> _Your task_
Please find the line that holds "I need the bounding box for the rear bumper" below and reproduce it, along with every line after it through the end, exactly and without pictures.

> _Data to process_
------------------------------------------------------------------------

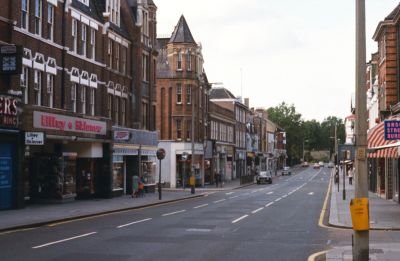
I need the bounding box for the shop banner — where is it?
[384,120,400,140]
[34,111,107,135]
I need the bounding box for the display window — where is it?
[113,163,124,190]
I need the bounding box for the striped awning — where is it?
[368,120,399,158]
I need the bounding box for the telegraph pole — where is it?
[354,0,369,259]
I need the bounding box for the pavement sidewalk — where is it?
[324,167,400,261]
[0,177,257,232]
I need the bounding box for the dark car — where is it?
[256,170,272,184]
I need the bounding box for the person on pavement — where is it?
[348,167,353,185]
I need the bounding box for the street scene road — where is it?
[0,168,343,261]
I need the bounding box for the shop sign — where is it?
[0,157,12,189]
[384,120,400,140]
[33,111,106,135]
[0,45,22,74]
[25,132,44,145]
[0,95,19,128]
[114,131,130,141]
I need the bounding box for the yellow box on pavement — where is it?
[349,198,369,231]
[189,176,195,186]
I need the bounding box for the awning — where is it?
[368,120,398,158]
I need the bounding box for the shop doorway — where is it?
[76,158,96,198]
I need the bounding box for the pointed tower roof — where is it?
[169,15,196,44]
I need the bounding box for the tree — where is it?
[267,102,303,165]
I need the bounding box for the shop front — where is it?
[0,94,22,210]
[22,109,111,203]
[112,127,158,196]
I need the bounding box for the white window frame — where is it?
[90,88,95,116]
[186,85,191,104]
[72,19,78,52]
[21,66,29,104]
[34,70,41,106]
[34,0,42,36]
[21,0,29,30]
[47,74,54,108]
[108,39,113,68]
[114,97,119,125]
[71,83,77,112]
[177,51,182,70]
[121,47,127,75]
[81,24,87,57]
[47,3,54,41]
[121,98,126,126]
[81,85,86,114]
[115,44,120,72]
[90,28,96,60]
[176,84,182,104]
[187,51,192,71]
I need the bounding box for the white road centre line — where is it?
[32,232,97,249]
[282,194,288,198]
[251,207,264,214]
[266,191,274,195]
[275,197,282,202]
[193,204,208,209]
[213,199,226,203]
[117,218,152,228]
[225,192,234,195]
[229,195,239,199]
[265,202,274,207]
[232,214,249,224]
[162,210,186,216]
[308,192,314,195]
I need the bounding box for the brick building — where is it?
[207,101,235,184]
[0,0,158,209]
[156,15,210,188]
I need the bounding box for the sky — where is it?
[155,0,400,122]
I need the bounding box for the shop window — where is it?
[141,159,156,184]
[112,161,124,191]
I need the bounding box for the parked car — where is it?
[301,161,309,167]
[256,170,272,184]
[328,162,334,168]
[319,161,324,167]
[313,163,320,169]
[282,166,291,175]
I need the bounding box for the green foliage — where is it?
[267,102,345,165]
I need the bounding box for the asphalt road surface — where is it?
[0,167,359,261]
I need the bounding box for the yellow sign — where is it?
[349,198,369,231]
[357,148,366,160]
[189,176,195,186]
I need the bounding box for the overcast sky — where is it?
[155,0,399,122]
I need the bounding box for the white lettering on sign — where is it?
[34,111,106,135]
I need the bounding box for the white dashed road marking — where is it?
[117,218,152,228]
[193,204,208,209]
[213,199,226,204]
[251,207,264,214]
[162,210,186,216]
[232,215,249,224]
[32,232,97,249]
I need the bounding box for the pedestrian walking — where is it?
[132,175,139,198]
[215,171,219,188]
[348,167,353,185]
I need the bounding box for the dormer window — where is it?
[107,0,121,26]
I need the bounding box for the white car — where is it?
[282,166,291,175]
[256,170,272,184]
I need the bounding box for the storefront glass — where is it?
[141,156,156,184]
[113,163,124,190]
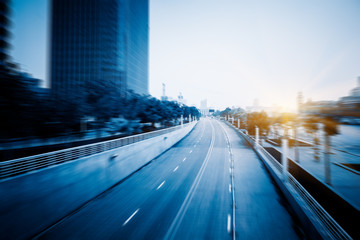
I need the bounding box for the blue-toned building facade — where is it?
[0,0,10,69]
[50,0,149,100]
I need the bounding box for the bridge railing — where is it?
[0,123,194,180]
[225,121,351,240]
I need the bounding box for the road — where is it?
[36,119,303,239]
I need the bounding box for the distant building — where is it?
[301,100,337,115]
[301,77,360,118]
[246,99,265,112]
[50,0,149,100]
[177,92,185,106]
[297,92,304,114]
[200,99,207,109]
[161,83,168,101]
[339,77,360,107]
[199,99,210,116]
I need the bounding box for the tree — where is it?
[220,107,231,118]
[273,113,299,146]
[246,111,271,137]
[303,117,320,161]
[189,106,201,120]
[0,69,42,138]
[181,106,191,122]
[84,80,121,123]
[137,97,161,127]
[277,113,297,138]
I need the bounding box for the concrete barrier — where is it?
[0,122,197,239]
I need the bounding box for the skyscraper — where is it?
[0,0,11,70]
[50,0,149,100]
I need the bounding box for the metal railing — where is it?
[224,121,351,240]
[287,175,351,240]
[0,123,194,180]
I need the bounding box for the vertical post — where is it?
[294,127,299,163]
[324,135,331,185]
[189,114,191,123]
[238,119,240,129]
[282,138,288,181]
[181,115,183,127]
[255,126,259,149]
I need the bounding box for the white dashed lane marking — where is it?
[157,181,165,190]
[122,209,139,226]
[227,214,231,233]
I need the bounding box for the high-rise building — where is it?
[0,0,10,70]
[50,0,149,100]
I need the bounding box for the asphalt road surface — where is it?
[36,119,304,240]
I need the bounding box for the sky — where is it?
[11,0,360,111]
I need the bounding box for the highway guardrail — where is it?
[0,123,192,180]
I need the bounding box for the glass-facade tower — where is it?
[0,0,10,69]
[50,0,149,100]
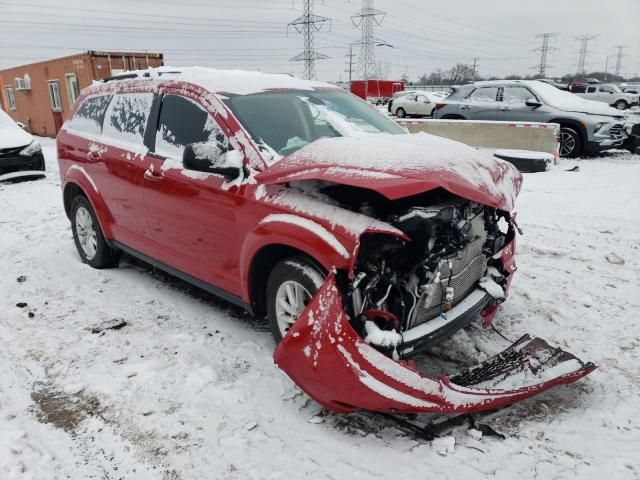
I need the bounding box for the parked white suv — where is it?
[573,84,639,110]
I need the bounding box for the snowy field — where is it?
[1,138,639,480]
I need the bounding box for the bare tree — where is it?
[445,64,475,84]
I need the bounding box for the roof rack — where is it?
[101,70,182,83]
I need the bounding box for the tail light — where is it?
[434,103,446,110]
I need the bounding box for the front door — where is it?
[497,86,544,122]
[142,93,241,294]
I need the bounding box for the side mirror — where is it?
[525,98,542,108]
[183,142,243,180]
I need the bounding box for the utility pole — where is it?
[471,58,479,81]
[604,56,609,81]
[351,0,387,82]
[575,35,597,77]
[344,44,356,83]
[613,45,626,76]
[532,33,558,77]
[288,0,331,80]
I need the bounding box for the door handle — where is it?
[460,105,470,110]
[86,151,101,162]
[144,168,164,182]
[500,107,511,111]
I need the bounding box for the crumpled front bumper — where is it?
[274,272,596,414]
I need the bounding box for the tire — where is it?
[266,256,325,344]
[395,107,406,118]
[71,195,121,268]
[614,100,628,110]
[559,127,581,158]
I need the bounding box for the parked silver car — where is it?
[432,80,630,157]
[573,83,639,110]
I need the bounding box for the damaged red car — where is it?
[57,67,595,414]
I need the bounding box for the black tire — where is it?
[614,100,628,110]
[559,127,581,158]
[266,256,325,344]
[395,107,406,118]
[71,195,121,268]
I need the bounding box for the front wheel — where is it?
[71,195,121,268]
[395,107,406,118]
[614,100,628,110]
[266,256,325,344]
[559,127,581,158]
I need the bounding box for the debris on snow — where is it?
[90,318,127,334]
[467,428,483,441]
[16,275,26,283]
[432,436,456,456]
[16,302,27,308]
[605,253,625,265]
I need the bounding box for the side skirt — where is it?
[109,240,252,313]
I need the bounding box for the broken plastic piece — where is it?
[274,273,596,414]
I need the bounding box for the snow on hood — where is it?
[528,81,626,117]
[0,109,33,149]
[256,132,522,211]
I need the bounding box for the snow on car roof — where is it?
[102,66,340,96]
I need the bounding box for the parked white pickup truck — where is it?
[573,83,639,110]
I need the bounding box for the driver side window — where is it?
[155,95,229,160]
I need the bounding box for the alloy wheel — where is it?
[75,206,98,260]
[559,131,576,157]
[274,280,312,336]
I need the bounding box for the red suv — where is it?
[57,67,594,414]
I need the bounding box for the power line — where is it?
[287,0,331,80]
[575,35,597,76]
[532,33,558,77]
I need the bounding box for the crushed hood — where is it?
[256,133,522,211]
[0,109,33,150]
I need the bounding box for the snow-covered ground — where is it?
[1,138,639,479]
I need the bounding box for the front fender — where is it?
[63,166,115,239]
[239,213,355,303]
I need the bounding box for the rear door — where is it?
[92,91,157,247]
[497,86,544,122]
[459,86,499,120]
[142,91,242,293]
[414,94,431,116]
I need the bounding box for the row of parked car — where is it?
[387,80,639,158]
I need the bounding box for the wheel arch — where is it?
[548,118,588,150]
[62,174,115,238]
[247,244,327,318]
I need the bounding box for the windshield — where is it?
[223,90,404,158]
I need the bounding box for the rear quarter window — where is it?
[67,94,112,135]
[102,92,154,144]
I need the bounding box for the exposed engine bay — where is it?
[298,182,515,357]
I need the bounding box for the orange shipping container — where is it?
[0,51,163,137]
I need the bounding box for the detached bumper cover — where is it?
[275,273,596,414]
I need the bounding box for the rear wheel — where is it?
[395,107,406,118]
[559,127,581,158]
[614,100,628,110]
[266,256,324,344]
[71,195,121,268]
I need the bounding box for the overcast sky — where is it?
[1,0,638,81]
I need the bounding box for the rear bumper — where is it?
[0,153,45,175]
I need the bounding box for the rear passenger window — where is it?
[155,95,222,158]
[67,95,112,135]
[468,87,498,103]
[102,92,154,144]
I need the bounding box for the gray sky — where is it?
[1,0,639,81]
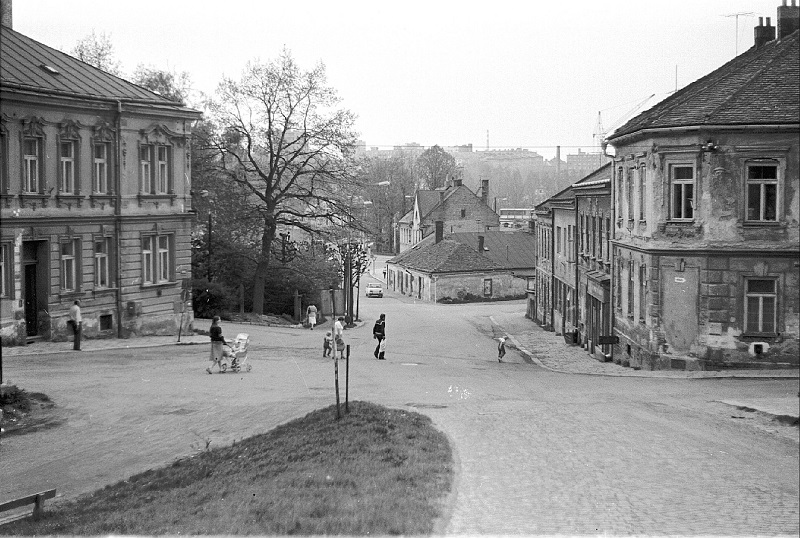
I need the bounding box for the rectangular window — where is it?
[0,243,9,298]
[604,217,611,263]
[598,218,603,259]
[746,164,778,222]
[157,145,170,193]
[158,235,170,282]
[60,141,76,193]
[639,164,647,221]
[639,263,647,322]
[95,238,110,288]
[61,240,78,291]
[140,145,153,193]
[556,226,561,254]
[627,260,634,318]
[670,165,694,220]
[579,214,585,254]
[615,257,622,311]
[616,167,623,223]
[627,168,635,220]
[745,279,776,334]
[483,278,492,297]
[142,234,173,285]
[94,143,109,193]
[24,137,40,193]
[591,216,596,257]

------------------------------------------------------------------------

> _Reply_
I need the bounding box for the rear bumper — where is it?
[0,153,45,175]
I need the bounding box for the rear passenger window — where is it?
[155,95,222,158]
[67,95,112,135]
[468,87,498,103]
[102,92,154,144]
I need the bounding box for the gray sky — where is it?
[1,0,639,81]
I need the bounding box for the rectangular window — where is it?
[0,243,9,298]
[604,217,611,263]
[598,218,603,259]
[746,164,778,222]
[157,145,170,193]
[158,235,170,282]
[60,141,76,193]
[639,164,647,221]
[639,263,647,322]
[95,238,110,288]
[61,240,78,291]
[140,145,153,193]
[556,226,561,254]
[627,260,634,318]
[670,165,694,220]
[579,214,585,254]
[615,257,622,311]
[616,167,623,223]
[627,168,635,220]
[745,279,776,334]
[483,278,492,297]
[142,234,173,285]
[94,143,109,193]
[24,137,40,193]
[591,216,596,257]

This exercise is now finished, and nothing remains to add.